- SOURCE PASSAGE -
+ + + + + + +

The Battle of Huliaipole is an ongoing military conflict between the Armed Forces of Russia and the Armed Forces of Ukraine in the city of Huliaipole, in central Zaporizhzhia Oblast.

Battle

March
During the course of the Southern Ukraine offensive of the 2022 Russian invasion of Ukraine, Huliaipole lost power and water from 2 March 2022. The following day, Russian forces captured the nearby city of Polohy. On 5 March, Russian forces briefly entered Huliaipole.

On 15 March, the Russian Armed Forces were conducting combat operations around Huliaipole. A Ukrainian missile division led by  struck back at the Russian forces near Huliaipole, but on 18 March, Vasyliev was fired upon by Russian forces and died from his injuries the day after. He was posthumously awarded the Order of the Gold Star, which was presented to his wife and child by President Volodymyr Zelenskyy. On 26 March, the Zaporizhzhia regional military administration claimed Ukrainian forces had recaptured the villages of Poltavka and Malynivka east of Huliaipole after heavy fighting.

By 30 March, Huliaipole had experienced almost a month of nightly shelling, while its population had decreased to around 2,000, with around a dozen civilian deaths.

April
On 21 April, three Russian helicopters were shot down over Huliaipole by a Ukrainian man-portable air-defense system, forcing a nearby Russian tank column to retreat, while Ukrainian long range artillery also destroyed 24 Russian tanks and 10 APCs in the area around the city. Serhiy Yarmak, the mayor of Huliaipole, reported that local Ukrainian forces had named their defensive positions after Nestor Makhno, a native of Huliaipole that fought in the Ukrainian War of Independence.

On 25 April, the Russian forces began concentrating their efforts on capturing Huliaipole, reinforcing their own positions and firing on Ukrainian ones. The following day, three people were wounded and a number of houses destroyed during a Russian artillery bombardment, which continued for a number of days. The provincial government of Zaporizhzhia later reported that Russian troops in the area were shooting their own cars, in order to not get sent to the front at Huliaipole, and that they were also complaining about the ineffectiveness that their attacks had on the Territorial Defense Forces.

+ + + + + + +

- INSTRUCTIONS FOR THE TASK -
Reproduce verbatim the section of the Battle of Huliaipole passage starting with "On 15 March, the" and going on through "after heavy fighting.".

- ROWS -

+ + + + + + +

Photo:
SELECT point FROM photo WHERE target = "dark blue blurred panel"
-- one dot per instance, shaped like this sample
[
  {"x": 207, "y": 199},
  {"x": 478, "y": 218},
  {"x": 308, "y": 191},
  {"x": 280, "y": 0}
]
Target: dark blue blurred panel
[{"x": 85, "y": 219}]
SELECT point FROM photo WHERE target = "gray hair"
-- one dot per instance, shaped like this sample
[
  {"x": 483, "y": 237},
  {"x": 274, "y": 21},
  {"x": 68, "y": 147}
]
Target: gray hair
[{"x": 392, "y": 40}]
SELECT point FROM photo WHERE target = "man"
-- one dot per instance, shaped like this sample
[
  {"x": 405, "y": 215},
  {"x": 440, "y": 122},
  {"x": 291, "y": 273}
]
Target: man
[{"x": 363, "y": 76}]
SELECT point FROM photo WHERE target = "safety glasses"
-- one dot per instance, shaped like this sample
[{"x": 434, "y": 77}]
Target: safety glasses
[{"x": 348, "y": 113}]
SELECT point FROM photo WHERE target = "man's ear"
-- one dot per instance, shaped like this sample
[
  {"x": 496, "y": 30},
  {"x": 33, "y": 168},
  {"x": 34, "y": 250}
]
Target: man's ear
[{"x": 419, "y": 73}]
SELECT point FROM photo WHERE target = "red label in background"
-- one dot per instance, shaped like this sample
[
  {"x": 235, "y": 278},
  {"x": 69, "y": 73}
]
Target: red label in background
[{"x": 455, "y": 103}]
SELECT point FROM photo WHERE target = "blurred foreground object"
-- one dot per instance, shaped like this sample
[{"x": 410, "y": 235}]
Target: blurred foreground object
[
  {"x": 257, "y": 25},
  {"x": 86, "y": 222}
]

+ + + + + + +

- SOLUTION FOR THIS EXERCISE -
On 15 March, the Russian Armed Forces were conducting combat operations around Huliaipole. A Ukrainian missile division led by  struck back at the Russian forces near Huliaipole, but on 18 March, Vasyliev was fired upon by Russian forces and died from his injuries the day after. He was posthumously awarded the Order of the Gold Star, which was presented to his wife and child by President Volodymyr Zelenskyy. On 26 March, the Zaporizhzhia regional military administration claimed Ukrainian forces had recaptured the villages of Poltavka and Malynivka east of Huliaipole after heavy fighting.